### Assignment
Each line below must be reproduced exactly as it stands. Pictures stay out of the copy.

Region pointing data:
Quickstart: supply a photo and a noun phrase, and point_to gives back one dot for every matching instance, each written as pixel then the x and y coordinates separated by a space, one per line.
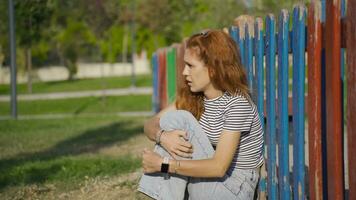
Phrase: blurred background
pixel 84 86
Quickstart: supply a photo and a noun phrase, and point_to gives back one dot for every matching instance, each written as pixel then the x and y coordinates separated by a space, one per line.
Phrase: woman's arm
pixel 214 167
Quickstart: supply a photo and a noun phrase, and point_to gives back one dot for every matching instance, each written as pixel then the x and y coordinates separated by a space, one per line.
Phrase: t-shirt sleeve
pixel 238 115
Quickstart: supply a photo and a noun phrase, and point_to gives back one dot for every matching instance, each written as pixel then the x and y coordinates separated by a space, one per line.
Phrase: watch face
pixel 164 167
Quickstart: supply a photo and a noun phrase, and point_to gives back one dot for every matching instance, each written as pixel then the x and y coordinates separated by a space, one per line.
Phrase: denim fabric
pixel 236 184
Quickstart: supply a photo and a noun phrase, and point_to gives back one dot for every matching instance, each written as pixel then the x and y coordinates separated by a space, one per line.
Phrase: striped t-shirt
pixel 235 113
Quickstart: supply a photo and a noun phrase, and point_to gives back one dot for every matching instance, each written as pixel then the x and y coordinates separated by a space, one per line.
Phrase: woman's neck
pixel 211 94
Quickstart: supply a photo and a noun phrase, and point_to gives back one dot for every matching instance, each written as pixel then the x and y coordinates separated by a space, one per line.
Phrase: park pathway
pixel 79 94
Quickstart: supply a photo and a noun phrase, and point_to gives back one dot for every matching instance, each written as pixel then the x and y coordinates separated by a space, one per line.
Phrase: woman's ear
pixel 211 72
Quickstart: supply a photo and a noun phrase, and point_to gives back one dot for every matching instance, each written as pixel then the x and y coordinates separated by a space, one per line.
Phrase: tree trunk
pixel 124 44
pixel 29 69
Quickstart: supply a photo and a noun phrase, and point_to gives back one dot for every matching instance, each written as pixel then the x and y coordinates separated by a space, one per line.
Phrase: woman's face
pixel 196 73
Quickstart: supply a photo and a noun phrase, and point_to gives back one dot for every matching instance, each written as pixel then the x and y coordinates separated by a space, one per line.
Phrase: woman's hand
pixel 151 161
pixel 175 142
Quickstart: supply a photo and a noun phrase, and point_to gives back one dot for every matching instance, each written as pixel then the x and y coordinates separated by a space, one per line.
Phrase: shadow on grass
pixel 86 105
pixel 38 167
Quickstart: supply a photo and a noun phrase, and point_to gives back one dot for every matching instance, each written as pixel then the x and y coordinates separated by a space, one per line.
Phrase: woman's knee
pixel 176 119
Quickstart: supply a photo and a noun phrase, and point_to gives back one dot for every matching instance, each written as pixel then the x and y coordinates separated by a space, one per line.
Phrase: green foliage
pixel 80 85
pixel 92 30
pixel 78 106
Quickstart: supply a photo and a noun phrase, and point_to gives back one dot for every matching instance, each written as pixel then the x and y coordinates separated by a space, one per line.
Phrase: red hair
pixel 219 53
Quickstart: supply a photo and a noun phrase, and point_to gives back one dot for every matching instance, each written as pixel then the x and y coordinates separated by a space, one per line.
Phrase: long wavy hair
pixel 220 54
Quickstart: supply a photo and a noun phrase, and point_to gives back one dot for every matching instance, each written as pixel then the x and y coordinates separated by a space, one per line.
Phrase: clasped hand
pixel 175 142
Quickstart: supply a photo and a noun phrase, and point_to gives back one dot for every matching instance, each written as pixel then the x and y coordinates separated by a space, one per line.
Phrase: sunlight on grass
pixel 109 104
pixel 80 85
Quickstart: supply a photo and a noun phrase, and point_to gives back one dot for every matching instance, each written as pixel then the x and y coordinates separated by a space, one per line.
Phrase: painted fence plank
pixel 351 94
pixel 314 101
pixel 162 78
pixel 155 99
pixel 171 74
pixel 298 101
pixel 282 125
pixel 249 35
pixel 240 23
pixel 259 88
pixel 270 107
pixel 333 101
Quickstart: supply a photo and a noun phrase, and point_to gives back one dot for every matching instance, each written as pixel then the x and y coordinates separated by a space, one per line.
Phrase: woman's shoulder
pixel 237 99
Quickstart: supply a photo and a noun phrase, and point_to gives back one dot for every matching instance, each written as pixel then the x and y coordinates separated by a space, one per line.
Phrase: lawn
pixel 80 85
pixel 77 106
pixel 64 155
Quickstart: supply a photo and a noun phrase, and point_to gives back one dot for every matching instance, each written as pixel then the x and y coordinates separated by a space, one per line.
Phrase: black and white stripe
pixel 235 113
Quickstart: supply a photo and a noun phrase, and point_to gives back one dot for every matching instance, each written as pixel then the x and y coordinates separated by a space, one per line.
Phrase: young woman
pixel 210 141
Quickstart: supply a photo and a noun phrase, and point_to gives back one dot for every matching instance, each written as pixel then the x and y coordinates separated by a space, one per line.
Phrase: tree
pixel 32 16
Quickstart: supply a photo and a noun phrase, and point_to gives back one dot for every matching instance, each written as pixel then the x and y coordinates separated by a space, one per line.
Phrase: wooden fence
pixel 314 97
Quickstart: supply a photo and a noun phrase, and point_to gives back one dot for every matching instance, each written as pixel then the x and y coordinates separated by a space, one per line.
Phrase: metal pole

### Answer to this task
Quickstart: supply a photo and a noun phrase, and point_to gives back one dot for every matching instance, each written as pixel then the x and y coordinates separated by a space, one per line.
Phrase: blurred background
pixel 84 86
Quickstart: supply a photo and a noun phrase, and point_to gives back one dot for every matching instance, each written as pixel then the x and y coordinates separated by a space, one per line.
Phrase: woman's arm
pixel 214 167
Quickstart: supply a photo and a noun phrase, and point_to gives back one dot for every matching instance, each written as pixel then the x and y coordinates separated by a space, one per line.
Phrase: t-shirt sleeve
pixel 238 115
Quickstart: supply a photo and a noun phrase, and point_to gives back one dot for every matching instance, each written as pixel then the x and y coordinates separated by a space, one per line.
Phrase: watch face
pixel 164 167
Quickstart: supply a photo and a noun phrase, and point_to gives back one dot for every matching instance, each written as pixel then the x and y coordinates separated by a space, one per line.
Phrase: denim fabric
pixel 236 184
Quickstart: supply a photo and a noun phrase, and point_to gives back one dot for every matching instance, each written as pixel then the x and y coordinates separated by a space, one per line.
Phrase: striped t-shirt
pixel 235 113
Quickstart: supply a photo and a noun phrase, and point_to gives back one dot for every matching instance, each written as pixel then the x and y coordinates separated by a space, one per line.
Phrase: woman's neck
pixel 211 94
Quickstart: supply a photo and a noun phrase, and point_to gives back one dot for every matching instance, each written as pixel then the x and y coordinates separated by a space, one per line.
Phrase: park pathway
pixel 79 94
Quickstart: supply a photo and a noun phrase, and point_to gives back one dot for every matching instance, each written as pixel then the x and y coordinates separated by a space, one per line.
Phrase: woman's ear
pixel 211 72
Quickstart: supply a photo and a noun phrase, and point_to gives back one dot for every matching instance, each written as pixel then the x and y coordinates separated by a space, one per line.
Phrase: tree trunk
pixel 124 44
pixel 29 69
Quickstart: supply a photo and a noun phrase, and point_to gives back one dot for every matching instance, each written as pixel then the x and y coordinates separated by a space, one per line.
Phrase: woman's face
pixel 196 73
Quickstart: supply a photo and a noun phrase, and point_to gives back one dot for every matching instance, each written as pixel then the x and y coordinates separated by a space, one per line.
Phrase: woman's hand
pixel 151 161
pixel 175 142
Quickstart: supply a photo and a noun phrase, and point_to gives back one dot for every matching instance, each written as pixel then the x and y coordinates separated by a space, one per line.
Phrase: shadow on grass
pixel 86 105
pixel 38 167
Quickstart: supply a photo and a noun phrase, and point_to gives back one dot for every matching instance, each written as pixel then the x and y coordinates separated by a space, one per line.
Phrase: woman's knee
pixel 176 119
Quickstart: supply a photo and a noun phrase, and point_to gives back one dot for every matching instance, each written as pixel then the x and y coordinates separated by a space, one per line.
Phrase: green foliage
pixel 80 85
pixel 92 30
pixel 78 106
Quickstart: supply a photo and a noun phrase, and point_to gives back one dot for every matching instance, each written as pixel then the x and y coordinates separated by a space, one per line.
Phrase: red hair
pixel 219 53
Quickstart: supply a photo and a noun phrase, and point_to gives back one dot for every matching instance, each written as pixel then the x and y coordinates separated by a space, one per line.
Phrase: long wavy hair
pixel 220 54
Quickstart: supply a photo and a noun phrase, and point_to gives back one dot for every matching instance, each written as pixel then the x and y coordinates separated by a space, one per line.
Phrase: clasped hand
pixel 175 142
Quickstart: supply a photo and a noun phrase, and point_to gives back one dot for every matching instance, each written as pixel then the x and y coordinates separated by a space, one per line.
Phrase: sunlight on grass
pixel 109 104
pixel 80 85
Quickstart: supply a photo and a noun phrase, and point_to gives back one dot for every matching instance, each written as pixel then the x and y coordinates separated by a space, one per line.
Phrase: painted fence plank
pixel 351 94
pixel 314 101
pixel 162 78
pixel 155 99
pixel 171 74
pixel 298 101
pixel 282 125
pixel 249 35
pixel 240 23
pixel 259 88
pixel 270 107
pixel 333 101
Quickstart: supply a photo and a noun phrase, and point_to gives back one dot for every matching instance, each written as pixel then the x and y coordinates separated by a space, one per line.
Phrase: woman's shoulder
pixel 237 99
Quickstart: supply a photo and a noun phrase, and point_to gives back one dot for every matching instance, each written as pixel then the x and y coordinates separated by a space, one per line.
Phrase: lawn
pixel 80 85
pixel 77 106
pixel 64 155
Quickstart: supply a photo and a noun phrase, and point_to gives back one dot for every matching instance, each written as pixel then the x and y coordinates separated by a space, one per line.
Phrase: black and white stripe
pixel 235 113
Quickstart: supply a photo and a noun phrase, and point_to gives back one dot for every matching instance, each written as pixel then the x and y coordinates separated by a space, one per line.
Phrase: young woman
pixel 210 141
Quickstart: supply a photo and a noun phrase, and point_to gives back one dot for every matching instance, each written as pixel then the x and y coordinates separated by a space, one per line.
Phrase: tree
pixel 32 16
Quickstart: supply a photo and a noun phrase, and point_to gives back one dot for every matching instance, each written as pixel then the x and y coordinates separated by a space, one per line.
Phrase: wooden fence
pixel 314 97
Quickstart: supply a photo and a noun phrase, and point_to gives back one dot for every matching instance, each written as pixel then the x and y coordinates separated by a space, one per line.
Phrase: metal pole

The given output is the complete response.